WHAT THE EXERCISE ASKS: Please extract every line of the listing below and reproduce each one without any change.

(Extracted listing)
-- Start --

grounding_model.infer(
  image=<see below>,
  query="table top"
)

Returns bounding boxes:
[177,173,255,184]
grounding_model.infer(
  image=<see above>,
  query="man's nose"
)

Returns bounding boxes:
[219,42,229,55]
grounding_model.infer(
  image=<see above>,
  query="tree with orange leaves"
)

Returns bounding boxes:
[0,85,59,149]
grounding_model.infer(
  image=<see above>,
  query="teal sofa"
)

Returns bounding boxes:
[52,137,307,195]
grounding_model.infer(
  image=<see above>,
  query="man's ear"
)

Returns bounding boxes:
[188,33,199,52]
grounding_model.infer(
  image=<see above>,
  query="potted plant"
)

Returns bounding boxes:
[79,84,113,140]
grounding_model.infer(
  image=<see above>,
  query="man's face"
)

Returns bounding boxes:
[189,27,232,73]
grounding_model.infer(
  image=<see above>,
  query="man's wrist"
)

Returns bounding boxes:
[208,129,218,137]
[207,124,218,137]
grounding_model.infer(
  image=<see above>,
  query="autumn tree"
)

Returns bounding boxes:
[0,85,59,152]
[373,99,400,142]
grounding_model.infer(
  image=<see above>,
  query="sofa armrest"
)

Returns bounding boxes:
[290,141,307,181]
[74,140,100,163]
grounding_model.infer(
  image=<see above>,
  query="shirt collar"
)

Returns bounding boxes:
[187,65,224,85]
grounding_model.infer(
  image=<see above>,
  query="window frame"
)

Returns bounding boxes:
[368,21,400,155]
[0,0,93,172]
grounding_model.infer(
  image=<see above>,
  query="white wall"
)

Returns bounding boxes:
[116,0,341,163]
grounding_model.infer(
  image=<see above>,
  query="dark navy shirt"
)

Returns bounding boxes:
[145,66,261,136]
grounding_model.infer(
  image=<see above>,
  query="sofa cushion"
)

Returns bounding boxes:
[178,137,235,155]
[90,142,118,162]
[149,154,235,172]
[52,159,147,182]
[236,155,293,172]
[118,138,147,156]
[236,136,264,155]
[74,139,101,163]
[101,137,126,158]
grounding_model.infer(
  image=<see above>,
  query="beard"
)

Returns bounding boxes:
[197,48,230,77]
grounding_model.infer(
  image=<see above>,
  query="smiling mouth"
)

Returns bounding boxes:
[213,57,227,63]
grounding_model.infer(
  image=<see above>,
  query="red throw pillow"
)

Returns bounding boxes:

-- End --

SOLUTION TO THE PROBLEM:
grounding_model.infer(
  image=<see below>,
  query="table top"
)

Returns bounding boxes:
[177,173,255,184]
grounding_model.infer(
  image=<see above>,
  query="man's nose"
)

Returns bounding boxes:
[219,42,229,55]
grounding_model.infer(
  image=<see above>,
  query="tree with orange leaves"
)

Returns bounding boxes:
[0,85,59,149]
grounding_model.infer(
  image=<see above>,
  query="teal sofa"
)

Returns bounding boxes:
[52,137,307,195]
grounding_model.infer(
  image=<see above>,
  query="man's ear"
)

Returns bounding boxes:
[188,33,199,52]
grounding_model.infer(
  image=<see above>,
  query="potted plant"
)

Returns bounding boxes:
[79,84,113,140]
grounding_model.infer(
  image=<see above>,
  query="man's face"
)

Returns bounding boxes:
[189,27,232,73]
grounding_model.infer(
  image=<see above>,
  query="man's wrist"
)

Returns bounding boxes:
[208,129,218,137]
[207,124,218,137]
grounding_model.infer(
  image=<see above>,
  query="autumn tree"
)

Returns bounding boxes:
[0,85,59,152]
[373,99,400,142]
grounding_model.infer(
  image=<see above>,
  query="sofa armrest"
)

Returns bounding boxes:
[290,141,307,181]
[74,140,100,163]
grounding_model.infer(
  image=<see above>,
  query="shirt collar"
)

Returns bounding boxes:
[187,65,224,85]
grounding_model.infer(
  image=<see above>,
  query="window frame"
)

Returns bounding boxes:
[368,21,400,155]
[0,0,93,172]
grounding_model.infer(
  image=<see above>,
  query="white wall"
)

Returns bounding boxes:
[116,0,341,163]
grounding_model.infer(
  image=<see above>,
  query="dark navy shirt"
)

Returns bounding boxes:
[145,66,261,136]
grounding_model.infer(
  image=<see above>,
  query="sofa cushion"
)

Returns bounding boxes:
[178,137,235,155]
[90,142,118,162]
[149,154,235,172]
[52,159,147,182]
[236,155,293,172]
[118,138,147,156]
[236,136,264,155]
[74,139,101,163]
[101,137,126,158]
grounding_model.infer(
  image=<see above>,
  query="beard"
)

Returns bounding boxes:
[197,48,230,77]
grounding_model.infer(
  image=<see above>,
  query="smiling mouth"
)

Returns bounding boxes:
[213,57,227,63]
grounding_model.infer(
  image=<see above>,
  query="red throw pillow"
)

Returns bounding boxes:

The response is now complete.